Exercise directions >> Gather every line in the material below that contains the string "window", and copy each one unchanged.

Records to use >>
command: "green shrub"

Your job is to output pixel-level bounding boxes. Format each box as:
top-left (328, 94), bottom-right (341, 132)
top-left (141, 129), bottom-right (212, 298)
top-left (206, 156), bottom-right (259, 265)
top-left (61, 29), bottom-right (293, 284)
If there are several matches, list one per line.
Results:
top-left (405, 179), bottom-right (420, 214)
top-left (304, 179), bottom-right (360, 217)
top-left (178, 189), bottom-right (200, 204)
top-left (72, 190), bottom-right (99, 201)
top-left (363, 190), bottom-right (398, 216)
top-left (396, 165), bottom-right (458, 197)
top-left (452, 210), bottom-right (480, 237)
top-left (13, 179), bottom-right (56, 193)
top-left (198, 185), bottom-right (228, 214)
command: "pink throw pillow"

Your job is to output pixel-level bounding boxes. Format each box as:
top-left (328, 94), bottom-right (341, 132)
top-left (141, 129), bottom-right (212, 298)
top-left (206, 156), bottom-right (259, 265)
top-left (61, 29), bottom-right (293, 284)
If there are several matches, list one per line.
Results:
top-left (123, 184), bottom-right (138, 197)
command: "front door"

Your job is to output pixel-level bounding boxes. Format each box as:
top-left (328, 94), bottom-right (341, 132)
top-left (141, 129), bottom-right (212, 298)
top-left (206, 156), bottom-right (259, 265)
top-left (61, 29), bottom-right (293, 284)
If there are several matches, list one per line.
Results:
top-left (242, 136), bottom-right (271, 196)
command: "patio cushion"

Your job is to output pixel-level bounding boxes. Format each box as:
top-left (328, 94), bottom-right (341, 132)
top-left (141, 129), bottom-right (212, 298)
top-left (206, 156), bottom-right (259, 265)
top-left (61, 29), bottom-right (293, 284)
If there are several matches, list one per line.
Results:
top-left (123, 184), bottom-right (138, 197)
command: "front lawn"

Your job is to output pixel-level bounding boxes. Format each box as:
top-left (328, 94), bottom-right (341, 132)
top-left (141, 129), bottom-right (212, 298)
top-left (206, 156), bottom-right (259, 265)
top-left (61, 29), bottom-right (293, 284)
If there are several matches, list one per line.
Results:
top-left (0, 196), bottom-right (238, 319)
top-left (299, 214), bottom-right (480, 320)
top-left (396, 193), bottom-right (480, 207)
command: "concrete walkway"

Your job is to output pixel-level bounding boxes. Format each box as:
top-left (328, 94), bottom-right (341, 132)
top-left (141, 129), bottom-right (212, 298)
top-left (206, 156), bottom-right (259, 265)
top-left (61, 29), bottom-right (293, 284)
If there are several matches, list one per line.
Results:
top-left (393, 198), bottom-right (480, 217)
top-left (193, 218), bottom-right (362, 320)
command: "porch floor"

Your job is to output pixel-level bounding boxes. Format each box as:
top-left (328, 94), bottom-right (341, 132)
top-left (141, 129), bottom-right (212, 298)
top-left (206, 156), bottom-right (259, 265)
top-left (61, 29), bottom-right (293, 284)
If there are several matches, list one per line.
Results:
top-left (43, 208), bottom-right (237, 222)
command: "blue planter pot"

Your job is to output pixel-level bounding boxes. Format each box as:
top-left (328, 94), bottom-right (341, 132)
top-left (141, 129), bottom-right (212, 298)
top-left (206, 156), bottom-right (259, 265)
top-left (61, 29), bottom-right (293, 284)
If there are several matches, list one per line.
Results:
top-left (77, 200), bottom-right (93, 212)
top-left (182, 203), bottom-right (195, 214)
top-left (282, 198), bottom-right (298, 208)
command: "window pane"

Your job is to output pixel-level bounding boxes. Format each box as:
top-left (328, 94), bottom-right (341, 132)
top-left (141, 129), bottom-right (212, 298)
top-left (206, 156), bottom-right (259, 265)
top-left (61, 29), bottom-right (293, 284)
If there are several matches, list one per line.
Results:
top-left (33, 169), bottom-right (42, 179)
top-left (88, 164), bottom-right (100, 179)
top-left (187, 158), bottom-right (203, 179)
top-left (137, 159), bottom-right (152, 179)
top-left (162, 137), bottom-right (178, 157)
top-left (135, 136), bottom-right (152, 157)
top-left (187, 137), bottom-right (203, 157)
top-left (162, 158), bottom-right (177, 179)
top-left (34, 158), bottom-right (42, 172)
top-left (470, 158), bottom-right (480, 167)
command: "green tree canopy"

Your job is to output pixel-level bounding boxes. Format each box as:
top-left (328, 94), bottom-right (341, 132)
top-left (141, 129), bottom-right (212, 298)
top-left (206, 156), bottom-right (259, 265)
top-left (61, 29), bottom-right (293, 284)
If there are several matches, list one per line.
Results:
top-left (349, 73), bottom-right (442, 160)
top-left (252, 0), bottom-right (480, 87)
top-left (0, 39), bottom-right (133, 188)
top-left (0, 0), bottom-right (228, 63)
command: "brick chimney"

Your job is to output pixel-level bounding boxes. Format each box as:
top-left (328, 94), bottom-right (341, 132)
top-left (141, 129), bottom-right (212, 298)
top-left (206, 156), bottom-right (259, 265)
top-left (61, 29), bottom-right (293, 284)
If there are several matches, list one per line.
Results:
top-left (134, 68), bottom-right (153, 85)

...

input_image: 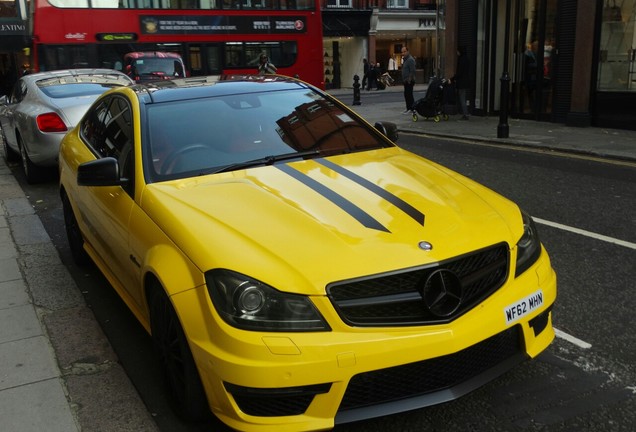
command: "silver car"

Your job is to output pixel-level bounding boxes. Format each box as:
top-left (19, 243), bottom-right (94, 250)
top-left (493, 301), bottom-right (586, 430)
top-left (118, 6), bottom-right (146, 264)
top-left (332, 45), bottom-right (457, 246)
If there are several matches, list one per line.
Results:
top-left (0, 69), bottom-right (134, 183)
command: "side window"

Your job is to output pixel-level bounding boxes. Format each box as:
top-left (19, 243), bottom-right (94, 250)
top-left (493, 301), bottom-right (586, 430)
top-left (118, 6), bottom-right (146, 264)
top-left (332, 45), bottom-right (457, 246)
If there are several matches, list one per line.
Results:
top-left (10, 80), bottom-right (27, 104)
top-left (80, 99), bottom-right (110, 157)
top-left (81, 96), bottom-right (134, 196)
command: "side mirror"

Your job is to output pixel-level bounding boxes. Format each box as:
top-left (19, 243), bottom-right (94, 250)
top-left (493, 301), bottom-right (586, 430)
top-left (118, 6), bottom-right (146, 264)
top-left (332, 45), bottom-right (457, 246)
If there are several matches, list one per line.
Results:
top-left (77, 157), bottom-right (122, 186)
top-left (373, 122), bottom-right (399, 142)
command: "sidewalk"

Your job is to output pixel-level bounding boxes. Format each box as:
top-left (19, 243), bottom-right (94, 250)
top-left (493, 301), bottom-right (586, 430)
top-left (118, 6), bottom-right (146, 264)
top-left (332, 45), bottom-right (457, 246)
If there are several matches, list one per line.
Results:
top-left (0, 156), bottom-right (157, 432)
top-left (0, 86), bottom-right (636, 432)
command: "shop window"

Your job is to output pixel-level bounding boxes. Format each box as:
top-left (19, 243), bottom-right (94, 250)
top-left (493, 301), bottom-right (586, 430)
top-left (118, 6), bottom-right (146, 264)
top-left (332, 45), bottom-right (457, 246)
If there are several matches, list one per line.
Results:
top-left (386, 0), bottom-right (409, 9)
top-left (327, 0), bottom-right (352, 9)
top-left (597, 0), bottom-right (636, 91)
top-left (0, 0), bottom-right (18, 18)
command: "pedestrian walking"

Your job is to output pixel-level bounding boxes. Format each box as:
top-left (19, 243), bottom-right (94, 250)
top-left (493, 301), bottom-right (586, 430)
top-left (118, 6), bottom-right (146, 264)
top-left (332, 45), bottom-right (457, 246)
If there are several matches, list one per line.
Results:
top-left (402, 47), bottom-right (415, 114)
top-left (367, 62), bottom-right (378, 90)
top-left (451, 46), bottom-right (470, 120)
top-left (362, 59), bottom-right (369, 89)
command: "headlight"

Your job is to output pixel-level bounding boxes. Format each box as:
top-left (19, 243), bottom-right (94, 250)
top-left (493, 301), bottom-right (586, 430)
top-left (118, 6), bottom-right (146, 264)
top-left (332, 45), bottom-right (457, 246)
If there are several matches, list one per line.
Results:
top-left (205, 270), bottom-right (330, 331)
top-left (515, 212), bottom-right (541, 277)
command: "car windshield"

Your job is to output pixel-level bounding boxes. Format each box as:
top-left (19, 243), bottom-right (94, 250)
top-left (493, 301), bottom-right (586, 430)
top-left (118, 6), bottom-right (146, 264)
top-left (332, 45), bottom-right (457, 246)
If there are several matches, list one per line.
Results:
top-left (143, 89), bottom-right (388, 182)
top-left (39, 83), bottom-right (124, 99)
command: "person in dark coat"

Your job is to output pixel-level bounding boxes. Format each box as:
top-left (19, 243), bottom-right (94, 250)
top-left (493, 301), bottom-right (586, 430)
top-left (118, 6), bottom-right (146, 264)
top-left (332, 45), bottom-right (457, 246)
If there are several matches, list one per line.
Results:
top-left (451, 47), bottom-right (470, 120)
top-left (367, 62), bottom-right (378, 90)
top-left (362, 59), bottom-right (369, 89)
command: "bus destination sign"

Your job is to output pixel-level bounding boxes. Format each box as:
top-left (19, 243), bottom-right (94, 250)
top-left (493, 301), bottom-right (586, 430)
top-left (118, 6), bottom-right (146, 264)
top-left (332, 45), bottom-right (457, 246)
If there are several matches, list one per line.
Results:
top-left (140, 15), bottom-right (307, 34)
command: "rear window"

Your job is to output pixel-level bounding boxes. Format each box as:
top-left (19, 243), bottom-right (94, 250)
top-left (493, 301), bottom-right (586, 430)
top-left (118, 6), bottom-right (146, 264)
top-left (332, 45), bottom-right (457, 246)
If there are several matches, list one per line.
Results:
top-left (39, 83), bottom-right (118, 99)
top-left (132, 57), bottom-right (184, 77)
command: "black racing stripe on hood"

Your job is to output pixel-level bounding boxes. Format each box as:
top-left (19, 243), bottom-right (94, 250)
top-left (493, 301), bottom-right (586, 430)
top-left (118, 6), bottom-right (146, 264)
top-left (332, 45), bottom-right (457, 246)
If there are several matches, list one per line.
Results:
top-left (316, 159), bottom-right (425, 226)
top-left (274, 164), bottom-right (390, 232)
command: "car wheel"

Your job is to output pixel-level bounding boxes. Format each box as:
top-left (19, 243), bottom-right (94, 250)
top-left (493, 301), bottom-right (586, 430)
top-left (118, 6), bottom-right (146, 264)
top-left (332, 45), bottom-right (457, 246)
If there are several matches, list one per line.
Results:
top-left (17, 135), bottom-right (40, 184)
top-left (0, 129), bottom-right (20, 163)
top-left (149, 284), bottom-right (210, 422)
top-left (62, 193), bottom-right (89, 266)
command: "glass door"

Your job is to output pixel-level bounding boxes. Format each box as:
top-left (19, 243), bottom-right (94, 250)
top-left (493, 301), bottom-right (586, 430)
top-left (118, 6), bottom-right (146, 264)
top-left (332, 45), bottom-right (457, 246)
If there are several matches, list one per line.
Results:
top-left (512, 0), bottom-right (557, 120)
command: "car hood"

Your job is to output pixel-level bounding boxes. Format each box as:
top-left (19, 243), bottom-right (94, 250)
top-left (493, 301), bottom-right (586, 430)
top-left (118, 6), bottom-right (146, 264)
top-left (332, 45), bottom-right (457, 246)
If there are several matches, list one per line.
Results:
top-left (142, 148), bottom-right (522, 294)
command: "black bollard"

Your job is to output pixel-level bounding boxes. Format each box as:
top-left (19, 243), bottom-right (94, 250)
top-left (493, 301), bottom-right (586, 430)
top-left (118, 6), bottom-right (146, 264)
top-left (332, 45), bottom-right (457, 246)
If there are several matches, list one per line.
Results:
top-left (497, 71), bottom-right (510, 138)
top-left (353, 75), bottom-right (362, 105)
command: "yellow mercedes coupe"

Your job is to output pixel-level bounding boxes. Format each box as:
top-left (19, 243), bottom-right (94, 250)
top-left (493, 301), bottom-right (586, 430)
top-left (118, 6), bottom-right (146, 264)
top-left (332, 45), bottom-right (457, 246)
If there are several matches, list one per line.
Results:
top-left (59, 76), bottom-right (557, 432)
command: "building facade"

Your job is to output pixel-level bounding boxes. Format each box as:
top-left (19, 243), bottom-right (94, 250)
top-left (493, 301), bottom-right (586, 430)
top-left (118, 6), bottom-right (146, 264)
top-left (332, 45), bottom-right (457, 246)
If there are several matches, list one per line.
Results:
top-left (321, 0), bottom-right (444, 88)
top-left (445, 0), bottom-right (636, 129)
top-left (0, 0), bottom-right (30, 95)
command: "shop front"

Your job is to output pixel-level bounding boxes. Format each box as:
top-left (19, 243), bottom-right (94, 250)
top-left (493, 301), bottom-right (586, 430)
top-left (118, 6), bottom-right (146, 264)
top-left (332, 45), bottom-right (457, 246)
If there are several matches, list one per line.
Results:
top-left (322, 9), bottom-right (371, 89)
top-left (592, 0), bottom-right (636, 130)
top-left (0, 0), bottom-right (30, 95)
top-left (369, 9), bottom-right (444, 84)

Final result >>
command: "window pane"
command: "side window"
command: "shop window"
command: "rear window"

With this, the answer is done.